**Data provided:**
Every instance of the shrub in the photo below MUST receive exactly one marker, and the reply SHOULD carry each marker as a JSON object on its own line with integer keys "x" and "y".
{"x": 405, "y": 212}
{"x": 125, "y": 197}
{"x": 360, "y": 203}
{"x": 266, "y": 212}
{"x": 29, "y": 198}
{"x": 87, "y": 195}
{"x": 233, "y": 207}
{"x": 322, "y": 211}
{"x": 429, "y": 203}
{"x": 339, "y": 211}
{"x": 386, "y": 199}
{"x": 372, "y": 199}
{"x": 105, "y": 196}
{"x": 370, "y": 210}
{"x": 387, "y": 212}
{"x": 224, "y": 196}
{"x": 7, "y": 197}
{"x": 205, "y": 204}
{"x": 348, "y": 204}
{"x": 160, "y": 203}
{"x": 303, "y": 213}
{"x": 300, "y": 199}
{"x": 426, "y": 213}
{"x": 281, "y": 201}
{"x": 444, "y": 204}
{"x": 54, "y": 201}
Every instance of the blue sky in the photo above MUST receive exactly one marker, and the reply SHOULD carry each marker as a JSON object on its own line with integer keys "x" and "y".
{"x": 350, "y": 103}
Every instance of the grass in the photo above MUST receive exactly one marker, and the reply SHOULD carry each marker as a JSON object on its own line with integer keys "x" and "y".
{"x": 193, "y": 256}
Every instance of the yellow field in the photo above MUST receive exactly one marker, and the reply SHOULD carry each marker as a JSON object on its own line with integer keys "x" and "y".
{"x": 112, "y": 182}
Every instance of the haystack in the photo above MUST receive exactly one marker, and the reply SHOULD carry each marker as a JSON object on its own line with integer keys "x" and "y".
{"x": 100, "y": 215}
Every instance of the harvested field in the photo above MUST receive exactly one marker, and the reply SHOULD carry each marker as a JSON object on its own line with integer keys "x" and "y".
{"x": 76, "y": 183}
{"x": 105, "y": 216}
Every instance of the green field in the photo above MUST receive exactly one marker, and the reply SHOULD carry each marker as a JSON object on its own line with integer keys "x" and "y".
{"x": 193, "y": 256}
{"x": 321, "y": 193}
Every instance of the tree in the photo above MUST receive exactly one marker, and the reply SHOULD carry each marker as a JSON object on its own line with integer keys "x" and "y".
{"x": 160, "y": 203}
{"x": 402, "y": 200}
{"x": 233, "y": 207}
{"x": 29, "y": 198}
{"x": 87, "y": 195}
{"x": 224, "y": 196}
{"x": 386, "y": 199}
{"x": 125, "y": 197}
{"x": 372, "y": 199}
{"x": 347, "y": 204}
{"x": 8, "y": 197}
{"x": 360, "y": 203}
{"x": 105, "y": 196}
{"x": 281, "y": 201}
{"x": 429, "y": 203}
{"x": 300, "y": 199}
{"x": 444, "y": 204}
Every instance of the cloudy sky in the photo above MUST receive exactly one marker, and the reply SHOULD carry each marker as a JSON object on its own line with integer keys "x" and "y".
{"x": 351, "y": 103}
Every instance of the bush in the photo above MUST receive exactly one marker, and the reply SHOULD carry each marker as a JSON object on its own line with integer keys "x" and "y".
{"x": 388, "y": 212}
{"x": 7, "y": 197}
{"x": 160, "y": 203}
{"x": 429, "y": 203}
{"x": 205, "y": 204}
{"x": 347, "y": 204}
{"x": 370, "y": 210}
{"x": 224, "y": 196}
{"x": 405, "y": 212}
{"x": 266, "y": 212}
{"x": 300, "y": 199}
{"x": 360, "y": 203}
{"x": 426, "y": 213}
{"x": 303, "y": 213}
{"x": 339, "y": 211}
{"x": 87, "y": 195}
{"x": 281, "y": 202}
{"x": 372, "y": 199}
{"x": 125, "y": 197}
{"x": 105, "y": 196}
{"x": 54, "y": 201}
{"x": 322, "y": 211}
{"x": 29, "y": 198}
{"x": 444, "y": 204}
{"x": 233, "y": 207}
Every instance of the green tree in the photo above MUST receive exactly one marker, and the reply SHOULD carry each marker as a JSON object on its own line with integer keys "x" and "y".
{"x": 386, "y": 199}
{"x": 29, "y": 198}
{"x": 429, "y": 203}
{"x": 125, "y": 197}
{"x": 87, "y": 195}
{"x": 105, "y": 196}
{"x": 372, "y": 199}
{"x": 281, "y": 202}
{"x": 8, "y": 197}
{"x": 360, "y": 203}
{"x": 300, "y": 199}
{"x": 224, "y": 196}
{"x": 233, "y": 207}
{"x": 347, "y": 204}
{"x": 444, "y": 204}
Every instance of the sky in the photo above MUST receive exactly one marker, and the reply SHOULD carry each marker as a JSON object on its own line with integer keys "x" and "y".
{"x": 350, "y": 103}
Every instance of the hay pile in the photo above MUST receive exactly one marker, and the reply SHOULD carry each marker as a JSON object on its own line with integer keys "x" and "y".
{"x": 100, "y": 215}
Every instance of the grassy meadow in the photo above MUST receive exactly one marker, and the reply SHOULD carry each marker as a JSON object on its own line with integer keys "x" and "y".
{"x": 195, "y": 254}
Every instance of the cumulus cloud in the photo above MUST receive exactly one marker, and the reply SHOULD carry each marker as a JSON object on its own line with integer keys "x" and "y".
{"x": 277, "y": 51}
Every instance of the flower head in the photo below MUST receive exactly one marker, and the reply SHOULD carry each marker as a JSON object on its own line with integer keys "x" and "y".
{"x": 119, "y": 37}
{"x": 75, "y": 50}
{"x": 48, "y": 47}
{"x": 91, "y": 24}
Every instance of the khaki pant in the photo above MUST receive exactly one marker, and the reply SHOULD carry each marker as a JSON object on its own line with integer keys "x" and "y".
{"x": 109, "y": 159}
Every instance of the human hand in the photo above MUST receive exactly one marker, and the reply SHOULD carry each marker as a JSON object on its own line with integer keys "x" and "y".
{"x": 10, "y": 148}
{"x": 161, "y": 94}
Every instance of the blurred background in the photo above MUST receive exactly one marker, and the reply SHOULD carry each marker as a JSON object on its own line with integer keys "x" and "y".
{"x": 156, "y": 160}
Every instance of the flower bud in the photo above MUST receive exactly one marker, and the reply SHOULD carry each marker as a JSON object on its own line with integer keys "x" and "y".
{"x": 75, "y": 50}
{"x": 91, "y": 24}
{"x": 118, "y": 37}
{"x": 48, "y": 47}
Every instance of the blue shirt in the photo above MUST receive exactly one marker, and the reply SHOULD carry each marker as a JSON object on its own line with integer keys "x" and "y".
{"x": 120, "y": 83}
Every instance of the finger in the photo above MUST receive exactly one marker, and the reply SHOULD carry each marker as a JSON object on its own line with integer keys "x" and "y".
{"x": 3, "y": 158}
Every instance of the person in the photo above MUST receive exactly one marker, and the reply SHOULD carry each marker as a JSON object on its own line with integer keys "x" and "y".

**Task instructions:** Rewrite all the items above as a numbered list, one line per entry, leaving out any blank lines.

**Worked solution:**
1. Every instance of the shrub in the photo below MUST receive exactly one marker, and the reply SHOULD carry each marker as a JSON object on its own line with integer keys "x" and "y".
2. {"x": 405, "y": 212}
3. {"x": 125, "y": 197}
4. {"x": 360, "y": 203}
5. {"x": 266, "y": 212}
6. {"x": 29, "y": 198}
7. {"x": 87, "y": 195}
8. {"x": 233, "y": 207}
9. {"x": 322, "y": 211}
10. {"x": 429, "y": 203}
11. {"x": 339, "y": 211}
12. {"x": 386, "y": 199}
13. {"x": 372, "y": 199}
14. {"x": 105, "y": 196}
15. {"x": 370, "y": 210}
16. {"x": 387, "y": 212}
17. {"x": 224, "y": 196}
18. {"x": 7, "y": 197}
19. {"x": 205, "y": 204}
20. {"x": 348, "y": 204}
21. {"x": 160, "y": 203}
22. {"x": 303, "y": 213}
23. {"x": 300, "y": 199}
24. {"x": 426, "y": 213}
25. {"x": 281, "y": 201}
26. {"x": 444, "y": 204}
27. {"x": 54, "y": 201}
28. Every instance of the blue sky in the photo above MUST receive exactly one marker, and the reply SHOULD carry each marker as a JSON object on its own line with integer keys "x" and "y".
29. {"x": 350, "y": 103}
30. Every instance of the grass in the photo above MUST receive exactly one marker, and the reply SHOULD carry each marker as a JSON object on its own line with integer keys "x" and "y".
31. {"x": 193, "y": 256}
32. Every instance of the yellow field in the photo above MUST receive exactly one marker, and the reply SHOULD carry each marker as a JSON object on its own line with integer keys "x" and "y".
33. {"x": 112, "y": 182}
34. Every instance of the haystack in the photo above MUST receive exactly one marker, and the reply SHOULD carry each marker as a JSON object on its own line with integer keys "x" and "y".
35. {"x": 100, "y": 215}
36. Every instance of the harvested field in the photo above MUST receive exactly one marker, and the reply SHOULD carry each marker as a JSON object on its own line with integer keys "x" and "y".
37. {"x": 76, "y": 183}
38. {"x": 105, "y": 216}
39. Every instance of the green field in the photo above MUST receive exactly one marker, and the reply SHOULD carry each marker as a JSON object on its own line with integer keys "x" and "y".
40. {"x": 193, "y": 256}
41. {"x": 321, "y": 193}
42. Every instance of the tree in the photo above MUST receive exactly one marker, and the reply SHOULD carry each marker as a JSON object on its own line with integer keys "x" and "y".
43. {"x": 160, "y": 203}
44. {"x": 402, "y": 200}
45. {"x": 233, "y": 207}
46. {"x": 29, "y": 198}
47. {"x": 87, "y": 195}
48. {"x": 224, "y": 196}
49. {"x": 386, "y": 199}
50. {"x": 125, "y": 197}
51. {"x": 372, "y": 199}
52. {"x": 347, "y": 204}
53. {"x": 8, "y": 197}
54. {"x": 360, "y": 203}
55. {"x": 105, "y": 196}
56. {"x": 281, "y": 201}
57. {"x": 429, "y": 203}
58. {"x": 300, "y": 199}
59. {"x": 444, "y": 204}
60. Every instance of the cloudy sky in the photo above MUST receive exactly one marker, and the reply SHOULD carry each marker as a JSON object on its own line with integer keys "x" and "y".
61. {"x": 351, "y": 103}
62. Every instance of the bush in the photo above MUST receive exactly one marker, and the reply SHOULD carry each marker as a JSON object on its own line with integer keys "x" and "y".
63. {"x": 388, "y": 212}
64. {"x": 7, "y": 197}
65. {"x": 160, "y": 203}
66. {"x": 429, "y": 203}
67. {"x": 205, "y": 204}
68. {"x": 347, "y": 204}
69. {"x": 370, "y": 210}
70. {"x": 224, "y": 196}
71. {"x": 405, "y": 212}
72. {"x": 266, "y": 212}
73. {"x": 300, "y": 199}
74. {"x": 360, "y": 203}
75. {"x": 426, "y": 213}
76. {"x": 303, "y": 213}
77. {"x": 339, "y": 211}
78. {"x": 87, "y": 195}
79. {"x": 281, "y": 202}
80. {"x": 372, "y": 199}
81. {"x": 125, "y": 197}
82. {"x": 105, "y": 196}
83. {"x": 54, "y": 201}
84. {"x": 322, "y": 211}
85. {"x": 29, "y": 198}
86. {"x": 444, "y": 204}
87. {"x": 233, "y": 207}
88. Every instance of the green tree in the photo above MUST receive exactly one marker, and the reply SHOULD carry each marker as a JSON object on its own line with integer keys "x" and "y".
89. {"x": 386, "y": 199}
90. {"x": 29, "y": 198}
91. {"x": 429, "y": 203}
92. {"x": 125, "y": 197}
93. {"x": 87, "y": 195}
94. {"x": 105, "y": 196}
95. {"x": 372, "y": 199}
96. {"x": 281, "y": 202}
97. {"x": 8, "y": 197}
98. {"x": 360, "y": 203}
99. {"x": 300, "y": 199}
100. {"x": 224, "y": 196}
101. {"x": 233, "y": 207}
102. {"x": 347, "y": 204}
103. {"x": 444, "y": 204}
104. Every instance of the sky in the photo above MUST receive exactly one marker, and the reply SHOULD carry each marker as a JSON object on its own line with integer keys "x" and "y".
105. {"x": 350, "y": 103}
106. Every instance of the hay pile in the photo above MUST receive exactly one marker, and the reply SHOULD carry each marker as a JSON object on its own line with integer keys "x" and "y".
107. {"x": 100, "y": 215}
108. Every instance of the grassy meadow in the photo above MUST receive exactly one marker, and the reply SHOULD carry each marker as a JSON object on its own line with integer keys "x" and "y".
109. {"x": 195, "y": 254}
110. Every instance of the cumulus cloud in the photo above MUST receive exactly one marker, and the reply SHOULD carry each marker as a JSON object on its own line with integer keys "x" and "y".
111. {"x": 277, "y": 51}
112. Every instance of the flower head in the photo below MUST receive exactly one marker, and the reply SHOULD carry each marker as a JSON object on its own line with integer keys "x" and "y".
113. {"x": 119, "y": 37}
114. {"x": 75, "y": 50}
115. {"x": 48, "y": 47}
116. {"x": 91, "y": 24}
117. Every instance of the khaki pant in the photo above MUST receive exactly one marker, and the reply SHOULD carry each marker as a JSON object on its own line with integer keys "x" and "y".
118. {"x": 109, "y": 159}
119. Every instance of the human hand in the photo above MUST receive exactly one marker, and the reply SHOULD carry each marker as a JSON object on its own line with integer keys "x" and "y".
120. {"x": 10, "y": 148}
121. {"x": 161, "y": 94}
122. Every instance of the blurred background in the photo above MUST receive exactly one marker, and the reply SHOULD carry each marker as a JSON object on its own line with integer keys "x" and "y".
123. {"x": 156, "y": 160}
124. Every instance of the flower bud in the photo above MUST receive exactly one marker, and the reply SHOULD carry each marker as a JSON object on its own line with integer keys "x" and "y".
125. {"x": 75, "y": 50}
126. {"x": 91, "y": 24}
127. {"x": 118, "y": 37}
128. {"x": 48, "y": 47}
129. Every instance of the blue shirt in the photo above MUST receive exactly one marker, and the reply SHOULD carry each marker as a JSON object on its own line with integer keys "x" and "y".
130. {"x": 120, "y": 83}
131. Every instance of the finger in the photo above MUST receive exactly one marker, and the reply SHOULD carry each marker as a JSON object on its own line with integer keys "x" and "y".
132. {"x": 3, "y": 158}
133. Every instance of the person in the photo above MUST receive exactly one marker, and the reply SHOULD carry each marker as a JSON object on its own line with integer keys "x" and "y".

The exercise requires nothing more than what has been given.